**Stated exercise**
Please report every line in the items below that contains the string "woman", copying each one in full. Match case exactly.

── Available data ──

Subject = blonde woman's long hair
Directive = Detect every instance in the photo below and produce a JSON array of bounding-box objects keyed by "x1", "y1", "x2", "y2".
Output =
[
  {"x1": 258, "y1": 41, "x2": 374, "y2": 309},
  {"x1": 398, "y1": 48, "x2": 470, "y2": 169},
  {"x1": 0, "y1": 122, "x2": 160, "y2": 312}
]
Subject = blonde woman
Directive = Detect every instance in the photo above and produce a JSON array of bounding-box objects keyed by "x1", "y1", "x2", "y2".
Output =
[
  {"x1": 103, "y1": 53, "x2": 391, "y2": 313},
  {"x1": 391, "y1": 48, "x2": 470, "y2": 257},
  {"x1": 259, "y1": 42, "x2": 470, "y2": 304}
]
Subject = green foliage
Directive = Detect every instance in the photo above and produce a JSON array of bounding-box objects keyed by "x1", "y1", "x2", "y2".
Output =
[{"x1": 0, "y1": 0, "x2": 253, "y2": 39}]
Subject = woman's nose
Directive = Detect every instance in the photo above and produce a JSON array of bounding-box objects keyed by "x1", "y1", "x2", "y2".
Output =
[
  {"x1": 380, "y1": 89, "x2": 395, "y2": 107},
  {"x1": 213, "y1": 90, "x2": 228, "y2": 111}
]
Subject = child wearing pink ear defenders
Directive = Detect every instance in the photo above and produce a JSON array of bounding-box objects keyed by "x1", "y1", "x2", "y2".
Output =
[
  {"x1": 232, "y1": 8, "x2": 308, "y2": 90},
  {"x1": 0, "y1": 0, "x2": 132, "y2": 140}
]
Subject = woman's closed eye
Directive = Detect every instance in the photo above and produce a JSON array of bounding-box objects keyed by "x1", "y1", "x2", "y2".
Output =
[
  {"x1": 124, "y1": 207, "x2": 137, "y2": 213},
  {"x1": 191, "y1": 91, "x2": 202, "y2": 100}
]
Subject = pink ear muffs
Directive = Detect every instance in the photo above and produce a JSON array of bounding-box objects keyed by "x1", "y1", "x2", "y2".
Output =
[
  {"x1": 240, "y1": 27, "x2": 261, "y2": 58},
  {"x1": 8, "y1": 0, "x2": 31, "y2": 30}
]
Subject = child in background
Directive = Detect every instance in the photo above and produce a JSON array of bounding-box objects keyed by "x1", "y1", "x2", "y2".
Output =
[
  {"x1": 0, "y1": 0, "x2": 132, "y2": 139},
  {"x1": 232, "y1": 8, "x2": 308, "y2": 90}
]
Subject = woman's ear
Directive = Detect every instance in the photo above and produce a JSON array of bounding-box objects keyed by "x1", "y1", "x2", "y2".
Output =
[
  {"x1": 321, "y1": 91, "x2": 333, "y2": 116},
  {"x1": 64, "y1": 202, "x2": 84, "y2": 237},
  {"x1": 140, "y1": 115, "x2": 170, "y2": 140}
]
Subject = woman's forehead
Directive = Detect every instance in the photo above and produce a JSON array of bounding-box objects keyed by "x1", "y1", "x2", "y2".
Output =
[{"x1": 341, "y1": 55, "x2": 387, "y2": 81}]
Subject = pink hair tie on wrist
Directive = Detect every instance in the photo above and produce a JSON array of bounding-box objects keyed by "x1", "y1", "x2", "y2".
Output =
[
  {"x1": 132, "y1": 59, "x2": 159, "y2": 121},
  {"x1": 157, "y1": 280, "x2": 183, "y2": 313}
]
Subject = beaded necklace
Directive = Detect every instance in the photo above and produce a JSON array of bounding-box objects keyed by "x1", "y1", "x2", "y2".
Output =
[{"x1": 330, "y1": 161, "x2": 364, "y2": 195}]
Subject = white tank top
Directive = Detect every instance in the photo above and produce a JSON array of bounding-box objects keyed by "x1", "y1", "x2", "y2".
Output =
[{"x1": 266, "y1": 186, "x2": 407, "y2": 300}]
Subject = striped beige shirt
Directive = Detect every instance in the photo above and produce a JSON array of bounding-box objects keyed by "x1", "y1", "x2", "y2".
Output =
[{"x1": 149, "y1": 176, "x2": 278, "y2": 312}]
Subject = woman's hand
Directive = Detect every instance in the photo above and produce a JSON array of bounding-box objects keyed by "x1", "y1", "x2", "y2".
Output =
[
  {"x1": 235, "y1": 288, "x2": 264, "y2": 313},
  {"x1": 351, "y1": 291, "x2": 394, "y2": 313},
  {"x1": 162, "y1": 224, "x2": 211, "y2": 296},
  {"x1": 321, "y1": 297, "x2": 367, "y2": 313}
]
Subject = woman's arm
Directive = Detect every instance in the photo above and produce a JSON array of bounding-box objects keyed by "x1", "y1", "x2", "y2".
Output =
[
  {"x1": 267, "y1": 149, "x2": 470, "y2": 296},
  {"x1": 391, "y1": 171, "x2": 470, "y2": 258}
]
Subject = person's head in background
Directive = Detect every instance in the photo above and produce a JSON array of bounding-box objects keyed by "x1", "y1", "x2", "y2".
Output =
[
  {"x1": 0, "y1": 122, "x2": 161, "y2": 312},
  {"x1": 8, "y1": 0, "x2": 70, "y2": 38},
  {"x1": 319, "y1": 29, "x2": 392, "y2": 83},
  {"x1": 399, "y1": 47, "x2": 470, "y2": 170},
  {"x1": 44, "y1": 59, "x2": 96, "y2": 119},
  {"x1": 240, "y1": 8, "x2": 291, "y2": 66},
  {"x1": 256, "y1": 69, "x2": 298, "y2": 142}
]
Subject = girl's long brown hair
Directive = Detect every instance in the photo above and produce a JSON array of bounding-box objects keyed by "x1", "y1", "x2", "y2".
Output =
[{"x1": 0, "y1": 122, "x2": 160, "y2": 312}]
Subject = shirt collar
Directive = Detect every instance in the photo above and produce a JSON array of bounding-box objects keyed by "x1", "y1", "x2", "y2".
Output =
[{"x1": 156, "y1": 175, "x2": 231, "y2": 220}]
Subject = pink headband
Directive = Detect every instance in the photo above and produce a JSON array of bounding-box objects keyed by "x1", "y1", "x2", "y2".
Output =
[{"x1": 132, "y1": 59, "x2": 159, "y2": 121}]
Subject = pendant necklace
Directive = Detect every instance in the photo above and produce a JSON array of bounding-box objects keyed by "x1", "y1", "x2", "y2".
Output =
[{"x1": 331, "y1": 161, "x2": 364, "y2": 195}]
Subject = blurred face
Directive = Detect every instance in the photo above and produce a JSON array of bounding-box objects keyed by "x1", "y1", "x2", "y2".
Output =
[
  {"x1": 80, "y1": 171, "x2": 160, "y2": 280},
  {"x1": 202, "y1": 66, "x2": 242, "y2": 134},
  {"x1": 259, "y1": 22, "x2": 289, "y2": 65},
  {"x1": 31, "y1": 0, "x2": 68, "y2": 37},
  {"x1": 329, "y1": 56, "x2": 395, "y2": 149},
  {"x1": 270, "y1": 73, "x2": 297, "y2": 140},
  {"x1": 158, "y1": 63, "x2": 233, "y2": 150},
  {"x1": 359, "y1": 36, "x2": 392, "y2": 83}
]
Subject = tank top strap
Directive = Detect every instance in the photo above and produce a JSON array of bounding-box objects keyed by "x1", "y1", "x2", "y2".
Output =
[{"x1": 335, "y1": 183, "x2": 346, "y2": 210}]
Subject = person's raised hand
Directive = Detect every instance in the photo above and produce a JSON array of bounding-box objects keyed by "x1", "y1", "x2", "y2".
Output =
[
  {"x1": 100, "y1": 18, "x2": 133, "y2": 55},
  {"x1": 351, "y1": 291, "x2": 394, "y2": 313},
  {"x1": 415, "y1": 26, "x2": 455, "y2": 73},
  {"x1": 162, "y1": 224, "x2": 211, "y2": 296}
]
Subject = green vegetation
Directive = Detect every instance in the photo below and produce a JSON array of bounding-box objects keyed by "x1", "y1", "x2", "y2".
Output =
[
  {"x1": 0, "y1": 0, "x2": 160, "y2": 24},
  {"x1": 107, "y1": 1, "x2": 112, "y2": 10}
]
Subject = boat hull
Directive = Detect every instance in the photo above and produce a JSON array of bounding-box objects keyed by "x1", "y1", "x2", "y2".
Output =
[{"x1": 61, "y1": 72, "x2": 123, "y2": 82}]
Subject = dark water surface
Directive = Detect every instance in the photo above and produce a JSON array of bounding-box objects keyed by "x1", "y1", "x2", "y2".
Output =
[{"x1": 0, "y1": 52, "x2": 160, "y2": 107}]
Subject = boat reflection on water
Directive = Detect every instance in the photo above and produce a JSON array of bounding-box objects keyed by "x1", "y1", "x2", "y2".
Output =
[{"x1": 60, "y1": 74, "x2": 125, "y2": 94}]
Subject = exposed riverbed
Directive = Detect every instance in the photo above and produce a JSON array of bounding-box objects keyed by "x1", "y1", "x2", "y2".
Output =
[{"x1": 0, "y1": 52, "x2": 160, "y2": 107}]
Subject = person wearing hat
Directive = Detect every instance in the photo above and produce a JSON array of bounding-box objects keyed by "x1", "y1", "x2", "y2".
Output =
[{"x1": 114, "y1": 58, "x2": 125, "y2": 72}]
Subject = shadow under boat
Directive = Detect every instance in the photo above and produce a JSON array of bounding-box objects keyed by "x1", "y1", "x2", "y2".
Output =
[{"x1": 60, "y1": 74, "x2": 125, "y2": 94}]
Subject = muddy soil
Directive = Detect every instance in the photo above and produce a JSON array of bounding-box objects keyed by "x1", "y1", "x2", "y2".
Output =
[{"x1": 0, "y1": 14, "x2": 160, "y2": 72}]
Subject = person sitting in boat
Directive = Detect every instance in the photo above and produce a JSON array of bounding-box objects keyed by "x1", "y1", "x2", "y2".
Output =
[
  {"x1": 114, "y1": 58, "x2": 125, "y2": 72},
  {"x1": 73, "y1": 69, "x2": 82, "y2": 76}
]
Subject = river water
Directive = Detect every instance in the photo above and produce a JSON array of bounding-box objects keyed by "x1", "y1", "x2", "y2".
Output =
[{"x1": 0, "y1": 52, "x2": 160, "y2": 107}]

───

**Exercise solution**
Subject = blonde woman's long hair
Subject = blonde woman
Subject = woman's nose
Subject = woman's closed eye
Subject = woman's ear
Subject = woman's forehead
Subject = woman's hand
Subject = woman's arm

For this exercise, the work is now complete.